╭─ Information given

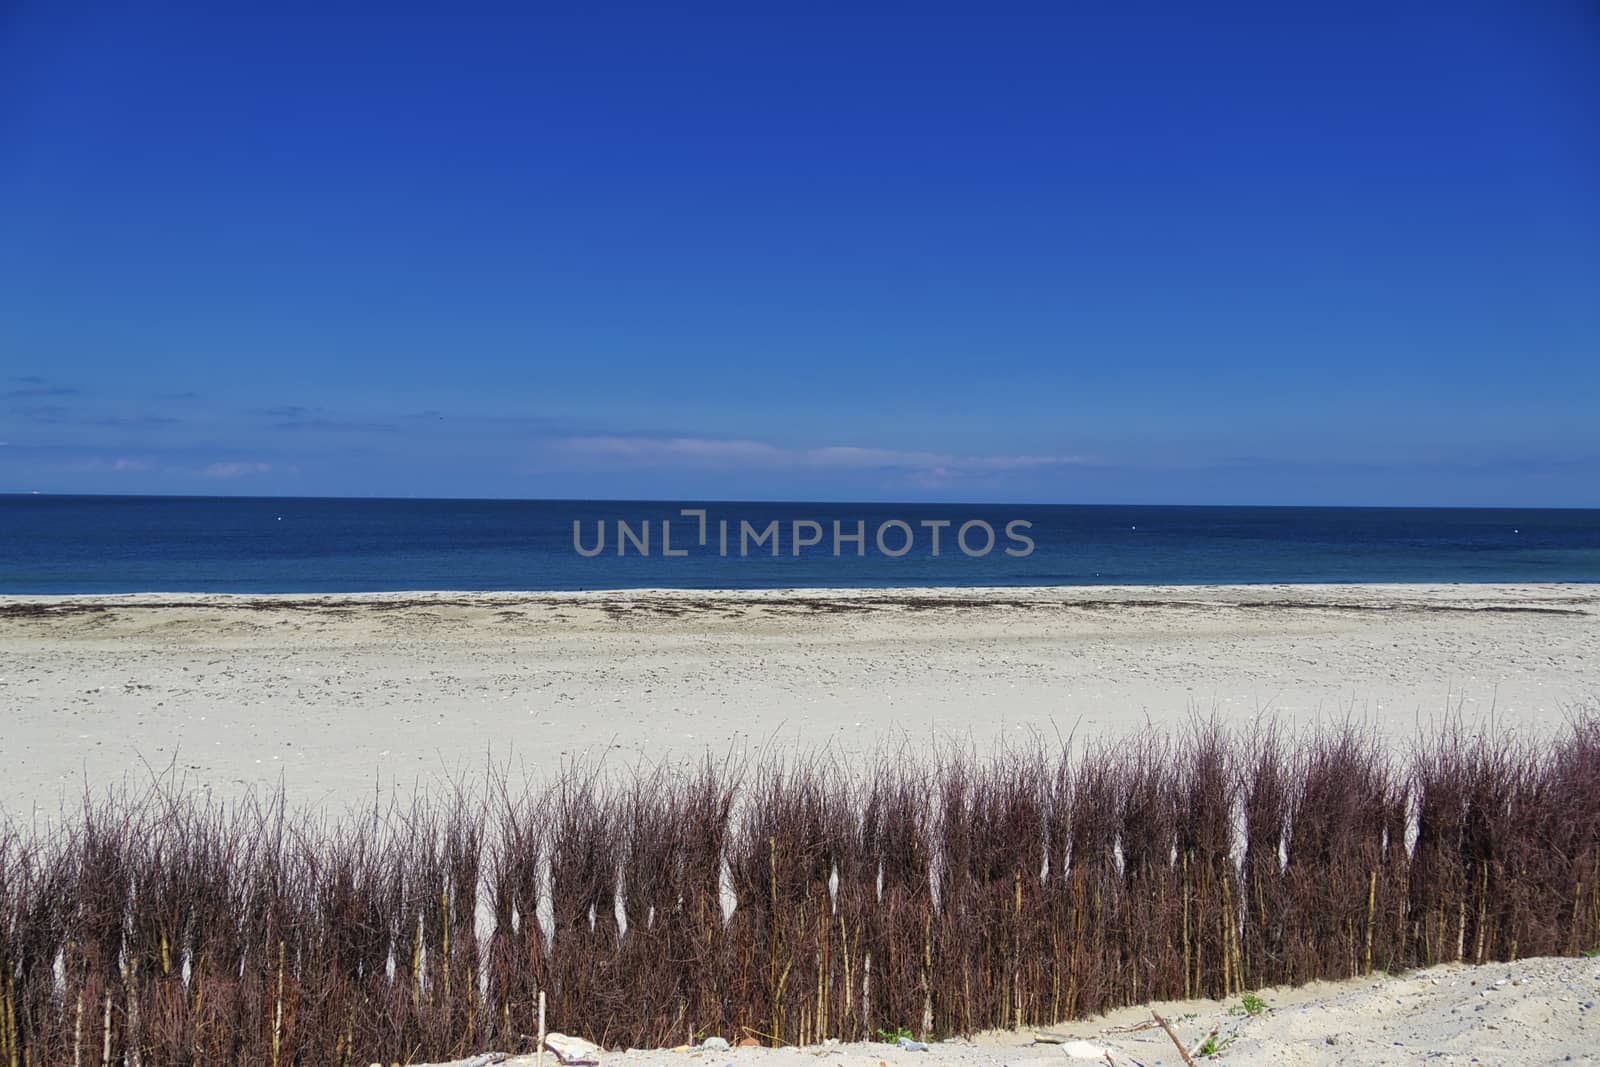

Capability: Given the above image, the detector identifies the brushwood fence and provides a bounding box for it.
[1,715,1597,1065]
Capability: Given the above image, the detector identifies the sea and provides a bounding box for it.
[1,495,1598,594]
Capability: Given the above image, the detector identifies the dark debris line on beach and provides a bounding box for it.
[1,715,1598,1064]
[0,592,1588,623]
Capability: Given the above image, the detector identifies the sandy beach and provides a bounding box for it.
[1,582,1594,815]
[3,586,1598,1065]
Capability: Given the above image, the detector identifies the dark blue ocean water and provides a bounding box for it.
[1,495,1597,594]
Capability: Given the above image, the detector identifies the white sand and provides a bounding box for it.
[414,955,1599,1066]
[0,583,1594,815]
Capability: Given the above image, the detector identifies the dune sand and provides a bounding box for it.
[0,582,1595,816]
[597,954,1600,1066]
[399,955,1600,1066]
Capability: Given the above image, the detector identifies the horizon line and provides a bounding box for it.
[2,490,1598,512]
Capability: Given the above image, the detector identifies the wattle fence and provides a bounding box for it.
[2,714,1597,1065]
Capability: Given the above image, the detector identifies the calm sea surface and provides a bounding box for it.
[1,495,1597,594]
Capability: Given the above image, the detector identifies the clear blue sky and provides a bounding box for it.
[2,6,1596,505]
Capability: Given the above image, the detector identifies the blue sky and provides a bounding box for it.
[2,6,1596,505]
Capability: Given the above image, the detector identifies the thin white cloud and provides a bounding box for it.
[202,461,274,479]
[565,436,788,465]
[556,435,1088,482]
[66,457,150,474]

╰─

Exercise objective -
Using the records above, copy exactly the lines from the one containing "sea and provides a bounding box for it." through the last, inclusive, and nothing else.

Answer below -
Capability: Given the above image, the detector identifies the sea and provides a bounding box for it.
[1,495,1598,594]
Capability: Given the above image, the detector identifies the dark debris line on beach and provides a bounding box for it.
[1,715,1598,1064]
[0,592,1588,623]
Capability: Given the above image, the detector identifies the sandy beach and provides a bounding box for it.
[1,582,1594,815]
[3,586,1598,1065]
Capability: Given the above image, the detector identifies the dark blue ocean water and provides a bounding box for it.
[1,495,1597,594]
Capability: Given the above image, the detector identifies the white sand and provides a bounding box for it.
[414,955,1599,1066]
[0,583,1594,815]
Capability: Given the above image, the detector identifies the dune sand and provides a bounding box for it.
[0,582,1595,816]
[597,954,1600,1066]
[399,955,1600,1066]
Capability: Given the above image, the detector identifies the horizon line and provides a bounding box for it.
[2,490,1598,512]
Capability: Given the above image, the detector identifies the wattle fence and provides a bounding box for it.
[2,714,1597,1065]
Capability: Given the above image, the detector identifies the calm sea surface and provides a bounding box for it.
[1,495,1597,594]
Capability: Given the above image, the detector identifies the clear blue sky and provides a bounding box for it.
[2,6,1596,505]
Capability: Given the above image, the detector identifies the blue sky and provides a bounding box for it.
[2,6,1596,505]
Capability: Given the above image, the detector identifies the thin white cloud and provides a bounding box for it.
[202,461,274,479]
[565,436,788,465]
[556,435,1088,482]
[66,457,150,474]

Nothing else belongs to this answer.